■ **WORK TO DO**: Please write out again only the part of the rows below that opens with the line containing "Confirm every instance of the green foliage" and runs through the last row, requests included. Scale every coordinate in the answers by 0.25, rounding to whole numbers with halves rounded up.

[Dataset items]
━━━━━━━━━━━━━━━━
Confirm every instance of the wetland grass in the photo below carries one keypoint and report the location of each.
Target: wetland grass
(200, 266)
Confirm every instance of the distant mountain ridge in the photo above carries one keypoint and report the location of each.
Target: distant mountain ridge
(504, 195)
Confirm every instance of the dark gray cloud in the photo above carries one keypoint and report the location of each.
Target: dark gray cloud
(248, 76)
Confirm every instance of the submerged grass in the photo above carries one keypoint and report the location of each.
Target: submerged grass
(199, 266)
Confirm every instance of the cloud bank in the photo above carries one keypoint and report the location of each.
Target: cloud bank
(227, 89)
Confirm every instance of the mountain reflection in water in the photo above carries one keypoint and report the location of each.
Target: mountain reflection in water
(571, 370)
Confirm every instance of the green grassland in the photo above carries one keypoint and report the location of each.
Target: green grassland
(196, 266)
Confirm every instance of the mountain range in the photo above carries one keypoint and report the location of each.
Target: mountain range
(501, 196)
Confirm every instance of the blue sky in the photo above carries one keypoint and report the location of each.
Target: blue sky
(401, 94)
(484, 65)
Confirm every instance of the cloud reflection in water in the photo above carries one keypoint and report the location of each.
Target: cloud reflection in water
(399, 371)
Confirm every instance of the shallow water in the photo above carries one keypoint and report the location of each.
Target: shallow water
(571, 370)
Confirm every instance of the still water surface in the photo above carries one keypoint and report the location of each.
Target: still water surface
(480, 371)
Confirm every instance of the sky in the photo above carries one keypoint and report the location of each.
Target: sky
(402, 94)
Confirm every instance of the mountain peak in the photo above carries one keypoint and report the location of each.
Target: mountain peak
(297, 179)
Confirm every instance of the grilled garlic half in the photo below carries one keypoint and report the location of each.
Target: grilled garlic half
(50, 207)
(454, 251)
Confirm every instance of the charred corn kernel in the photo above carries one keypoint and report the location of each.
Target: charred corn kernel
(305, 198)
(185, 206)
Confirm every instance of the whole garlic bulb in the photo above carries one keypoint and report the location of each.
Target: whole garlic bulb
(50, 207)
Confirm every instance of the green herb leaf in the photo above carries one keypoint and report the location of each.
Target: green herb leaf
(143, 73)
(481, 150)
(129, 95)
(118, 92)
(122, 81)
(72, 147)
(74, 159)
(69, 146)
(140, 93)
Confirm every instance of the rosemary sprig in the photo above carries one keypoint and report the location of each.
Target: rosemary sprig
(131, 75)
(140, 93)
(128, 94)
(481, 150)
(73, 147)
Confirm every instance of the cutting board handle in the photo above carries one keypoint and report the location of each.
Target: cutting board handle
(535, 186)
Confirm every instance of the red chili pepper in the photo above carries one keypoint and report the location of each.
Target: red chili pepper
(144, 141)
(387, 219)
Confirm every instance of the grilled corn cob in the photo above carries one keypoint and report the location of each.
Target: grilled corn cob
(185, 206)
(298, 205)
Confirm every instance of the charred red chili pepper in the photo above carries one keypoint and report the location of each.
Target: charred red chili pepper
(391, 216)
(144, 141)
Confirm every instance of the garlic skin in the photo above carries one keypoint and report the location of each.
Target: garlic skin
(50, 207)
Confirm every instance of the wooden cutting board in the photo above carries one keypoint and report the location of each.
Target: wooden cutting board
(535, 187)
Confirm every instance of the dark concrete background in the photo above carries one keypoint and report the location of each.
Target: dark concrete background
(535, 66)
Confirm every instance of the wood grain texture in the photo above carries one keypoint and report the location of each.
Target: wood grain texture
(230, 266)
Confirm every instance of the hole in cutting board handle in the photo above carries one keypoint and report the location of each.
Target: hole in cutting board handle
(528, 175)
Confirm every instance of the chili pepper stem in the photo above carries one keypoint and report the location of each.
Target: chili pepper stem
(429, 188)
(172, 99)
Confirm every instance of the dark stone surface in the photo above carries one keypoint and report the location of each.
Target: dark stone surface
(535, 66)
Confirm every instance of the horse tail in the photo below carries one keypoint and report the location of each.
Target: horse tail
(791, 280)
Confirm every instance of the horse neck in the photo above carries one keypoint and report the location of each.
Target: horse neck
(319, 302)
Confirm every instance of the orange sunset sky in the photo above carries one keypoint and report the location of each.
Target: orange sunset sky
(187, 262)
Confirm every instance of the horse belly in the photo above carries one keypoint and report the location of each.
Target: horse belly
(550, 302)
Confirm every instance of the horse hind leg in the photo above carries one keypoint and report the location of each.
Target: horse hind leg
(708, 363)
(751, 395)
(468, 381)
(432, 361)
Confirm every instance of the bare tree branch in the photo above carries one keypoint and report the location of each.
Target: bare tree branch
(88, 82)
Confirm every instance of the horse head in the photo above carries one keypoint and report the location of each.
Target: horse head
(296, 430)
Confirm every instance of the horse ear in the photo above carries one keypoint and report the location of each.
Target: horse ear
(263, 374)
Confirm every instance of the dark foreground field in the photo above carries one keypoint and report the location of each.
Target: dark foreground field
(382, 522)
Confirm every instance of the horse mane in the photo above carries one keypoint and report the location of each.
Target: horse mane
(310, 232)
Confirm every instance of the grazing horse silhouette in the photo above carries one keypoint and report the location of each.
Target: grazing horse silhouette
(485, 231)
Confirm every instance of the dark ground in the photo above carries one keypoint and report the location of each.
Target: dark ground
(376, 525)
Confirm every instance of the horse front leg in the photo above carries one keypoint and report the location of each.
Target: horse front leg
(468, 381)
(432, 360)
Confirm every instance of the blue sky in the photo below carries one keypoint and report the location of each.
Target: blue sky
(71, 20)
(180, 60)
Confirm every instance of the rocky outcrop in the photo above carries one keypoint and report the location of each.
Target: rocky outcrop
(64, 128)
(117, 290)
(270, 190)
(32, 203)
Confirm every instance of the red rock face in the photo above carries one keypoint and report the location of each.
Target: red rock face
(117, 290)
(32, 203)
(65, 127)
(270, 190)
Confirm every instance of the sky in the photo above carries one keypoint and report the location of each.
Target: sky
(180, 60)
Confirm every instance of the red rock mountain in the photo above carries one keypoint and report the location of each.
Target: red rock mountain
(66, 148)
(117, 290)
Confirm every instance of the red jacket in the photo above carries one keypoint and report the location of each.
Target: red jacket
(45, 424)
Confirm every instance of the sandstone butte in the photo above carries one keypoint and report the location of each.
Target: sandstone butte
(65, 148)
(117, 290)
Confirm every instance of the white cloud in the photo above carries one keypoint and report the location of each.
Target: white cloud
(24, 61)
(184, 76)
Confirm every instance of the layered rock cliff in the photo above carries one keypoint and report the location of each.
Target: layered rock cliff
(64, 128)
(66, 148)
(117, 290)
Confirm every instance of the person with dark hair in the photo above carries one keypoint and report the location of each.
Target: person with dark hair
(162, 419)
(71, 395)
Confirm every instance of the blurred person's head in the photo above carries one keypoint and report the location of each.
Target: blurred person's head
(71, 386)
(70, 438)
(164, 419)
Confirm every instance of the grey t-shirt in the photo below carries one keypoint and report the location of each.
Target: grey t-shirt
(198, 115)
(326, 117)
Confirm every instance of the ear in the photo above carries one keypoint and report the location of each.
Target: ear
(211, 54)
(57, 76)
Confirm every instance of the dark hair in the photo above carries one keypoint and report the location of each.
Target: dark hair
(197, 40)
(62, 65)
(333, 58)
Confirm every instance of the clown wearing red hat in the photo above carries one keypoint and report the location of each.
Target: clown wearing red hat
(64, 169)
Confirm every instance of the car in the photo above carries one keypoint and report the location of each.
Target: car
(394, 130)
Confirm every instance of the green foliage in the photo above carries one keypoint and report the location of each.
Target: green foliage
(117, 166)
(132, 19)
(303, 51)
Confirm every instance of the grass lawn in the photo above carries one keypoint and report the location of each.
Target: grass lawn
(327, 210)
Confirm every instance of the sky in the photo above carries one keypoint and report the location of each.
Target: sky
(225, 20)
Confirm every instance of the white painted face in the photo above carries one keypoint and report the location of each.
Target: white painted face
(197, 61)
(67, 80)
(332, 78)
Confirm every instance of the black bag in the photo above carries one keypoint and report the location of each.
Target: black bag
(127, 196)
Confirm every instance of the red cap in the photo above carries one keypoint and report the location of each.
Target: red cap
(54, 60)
━━━━━━━━━━━━━━━━
■ **ANSWER TO THIS PROBLEM**:
Confirm every instance of the green foliage in the photo above carries one keypoint and report the location of each.
Target: green foliage
(29, 42)
(33, 5)
(76, 13)
Confirm every instance of the grass lawn in the photo above carries one keypoint and report the location of each.
Target: grass lawn
(82, 53)
Confirm every instance of the sky in the photo above carries one keypoint and report the location of each.
Target: sky
(56, 5)
Confirm every instance of the white painted face in the photo above carries one keypoint and report the location of each.
Target: white painted face
(49, 15)
(17, 20)
(83, 20)
Confirm every instance of the black bag in the photo above carries one keypoint and report the location of each.
Target: black bag
(32, 49)
Confirm every instance of the red cap in the photo above carries one keypoint and report the location of each.
Target: red cap
(14, 15)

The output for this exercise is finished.